-------- Excerpt to read
Today that changes and is in actual fact, part of a far more significant milestone in Asana’s life, it’s going to start making money.

Until today, companies were limited to a maximum of 30 people in a workspace.  Now, Asana is available to teams larger than 30 through Premium Workspaces and any team can upgrade their existing Workspace to a Premium Workspace, which offers:

  • More Workspace members – upgrade to a higher tier of members, starting at just $300/month for up to 50 teammates. Tiers of 75, 100, or more members are also available.
  • Project-level Permissions – share private Projects with a small group within your Workspace, so exactly the right people see the Projects they should see.
  • Priority Support – questions and issues from customers in Premium Workspaces go to the front of the line for response from our outstanding support team.

If you’re part of team smaller than 30, you can keep using Asana for free, however, you’ll be missing out on project-level permissions and priority support. Thankfully you can still upgrade for the cheaper price of $100; not peanuts considering there are hundreds of other project management app alternatives out there, but not ridiculously expensive once you consider the value Asana adds.
----------------
-------- Record list
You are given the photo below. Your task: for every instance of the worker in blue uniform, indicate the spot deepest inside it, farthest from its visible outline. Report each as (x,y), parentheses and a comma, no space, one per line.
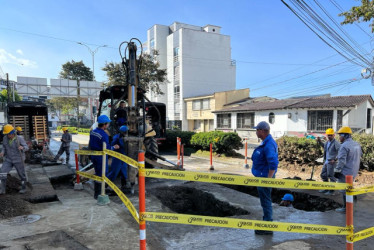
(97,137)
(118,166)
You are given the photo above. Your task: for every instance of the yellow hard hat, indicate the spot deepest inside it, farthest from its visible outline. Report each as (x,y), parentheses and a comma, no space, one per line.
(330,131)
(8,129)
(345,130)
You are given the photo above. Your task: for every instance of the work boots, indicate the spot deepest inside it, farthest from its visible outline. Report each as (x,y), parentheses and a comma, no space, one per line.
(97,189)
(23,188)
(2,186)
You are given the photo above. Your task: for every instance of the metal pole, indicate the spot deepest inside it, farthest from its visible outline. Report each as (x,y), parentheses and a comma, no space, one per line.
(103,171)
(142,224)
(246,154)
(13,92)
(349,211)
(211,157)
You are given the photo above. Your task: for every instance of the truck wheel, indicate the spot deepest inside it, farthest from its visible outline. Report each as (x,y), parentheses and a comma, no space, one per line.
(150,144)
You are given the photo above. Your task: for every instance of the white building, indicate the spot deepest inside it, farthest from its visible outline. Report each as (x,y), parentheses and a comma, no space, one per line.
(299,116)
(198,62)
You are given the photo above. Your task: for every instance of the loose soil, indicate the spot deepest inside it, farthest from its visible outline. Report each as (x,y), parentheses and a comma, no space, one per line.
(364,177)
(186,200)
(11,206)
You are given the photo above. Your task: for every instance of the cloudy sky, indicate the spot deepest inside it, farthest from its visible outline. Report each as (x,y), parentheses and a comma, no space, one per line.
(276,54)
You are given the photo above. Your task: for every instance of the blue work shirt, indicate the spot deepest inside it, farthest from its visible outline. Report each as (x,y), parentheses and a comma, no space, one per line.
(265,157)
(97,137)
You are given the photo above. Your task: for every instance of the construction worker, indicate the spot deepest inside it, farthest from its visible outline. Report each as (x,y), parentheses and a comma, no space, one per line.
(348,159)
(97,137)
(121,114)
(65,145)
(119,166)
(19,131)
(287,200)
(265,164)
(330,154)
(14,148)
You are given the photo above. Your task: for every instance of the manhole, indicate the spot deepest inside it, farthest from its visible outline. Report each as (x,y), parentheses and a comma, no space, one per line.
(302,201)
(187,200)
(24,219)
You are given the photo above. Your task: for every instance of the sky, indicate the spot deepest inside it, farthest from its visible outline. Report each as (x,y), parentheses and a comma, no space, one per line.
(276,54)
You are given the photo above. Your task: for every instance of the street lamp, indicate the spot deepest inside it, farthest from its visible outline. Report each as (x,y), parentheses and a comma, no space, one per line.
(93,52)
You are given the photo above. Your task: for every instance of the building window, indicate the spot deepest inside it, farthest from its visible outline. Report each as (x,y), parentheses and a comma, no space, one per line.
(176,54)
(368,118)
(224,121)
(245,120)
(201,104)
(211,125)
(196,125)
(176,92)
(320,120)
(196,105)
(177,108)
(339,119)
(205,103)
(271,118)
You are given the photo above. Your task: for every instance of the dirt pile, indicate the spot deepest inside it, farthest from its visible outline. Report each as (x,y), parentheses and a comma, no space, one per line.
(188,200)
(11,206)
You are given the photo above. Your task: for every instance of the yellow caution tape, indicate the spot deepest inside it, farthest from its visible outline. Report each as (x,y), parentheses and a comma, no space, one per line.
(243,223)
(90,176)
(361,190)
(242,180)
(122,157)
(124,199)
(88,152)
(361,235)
----------------
-------- Record list
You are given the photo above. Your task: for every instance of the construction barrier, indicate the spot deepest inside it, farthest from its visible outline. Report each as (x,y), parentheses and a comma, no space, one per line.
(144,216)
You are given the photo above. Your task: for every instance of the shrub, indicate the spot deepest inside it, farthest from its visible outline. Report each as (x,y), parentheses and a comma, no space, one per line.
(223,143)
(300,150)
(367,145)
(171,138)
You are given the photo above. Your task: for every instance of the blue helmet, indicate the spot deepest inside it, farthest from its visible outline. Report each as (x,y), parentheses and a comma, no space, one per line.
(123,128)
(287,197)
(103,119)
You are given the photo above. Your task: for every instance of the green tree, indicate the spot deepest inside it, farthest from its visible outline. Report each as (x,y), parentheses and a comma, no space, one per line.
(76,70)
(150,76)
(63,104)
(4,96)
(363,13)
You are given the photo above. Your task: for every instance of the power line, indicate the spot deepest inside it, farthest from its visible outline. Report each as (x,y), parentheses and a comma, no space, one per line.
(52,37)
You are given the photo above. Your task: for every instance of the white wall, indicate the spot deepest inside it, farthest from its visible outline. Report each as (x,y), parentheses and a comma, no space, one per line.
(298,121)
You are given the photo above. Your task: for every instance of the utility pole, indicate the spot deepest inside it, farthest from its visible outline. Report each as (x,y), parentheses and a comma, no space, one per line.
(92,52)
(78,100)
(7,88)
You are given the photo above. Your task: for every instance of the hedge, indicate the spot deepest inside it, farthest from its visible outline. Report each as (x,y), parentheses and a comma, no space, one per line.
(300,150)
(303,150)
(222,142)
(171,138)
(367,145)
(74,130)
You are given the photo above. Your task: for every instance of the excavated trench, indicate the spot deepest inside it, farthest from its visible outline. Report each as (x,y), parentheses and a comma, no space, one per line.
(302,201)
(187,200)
----------------
* Directives *
**A)** Translate this sentence from the passage on Asana's Premium Workspaces into Spanish: "Until today, companies were limited to a maximum of 30 people in a workspace."
**B)** According to the passage on Asana's Premium Workspaces, what is the starting price for the tier of up to 50 teammates?
The entries are separate from the passage on Asana's Premium Workspaces.

* Answers by task *
**A)** Hasta hoy, las empresas estaban limitadas a un máximo de 30 personas en un espacio de trabajo.

**B)** $300 per month.